**SHORT TASK**
Write out every line of the rows below again, requests included, and shift each coordinate in the answers by adding -121 to it. Leave the pictures out of your reply.

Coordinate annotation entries
+===+

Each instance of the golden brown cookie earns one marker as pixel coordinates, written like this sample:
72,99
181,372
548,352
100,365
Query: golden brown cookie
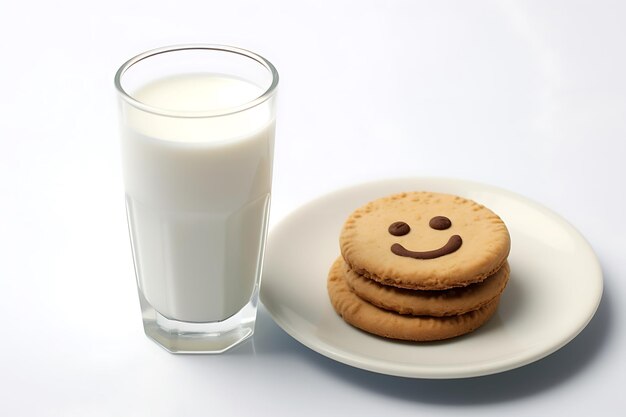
365,316
424,240
431,303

+===+

**SOLUTION FOR THIS TASK**
Each instance of the golden brown cookie earns one marker as pixel coordinates, written like this sample:
72,99
181,372
548,352
100,365
Query: golden brown cookie
244,195
303,119
310,182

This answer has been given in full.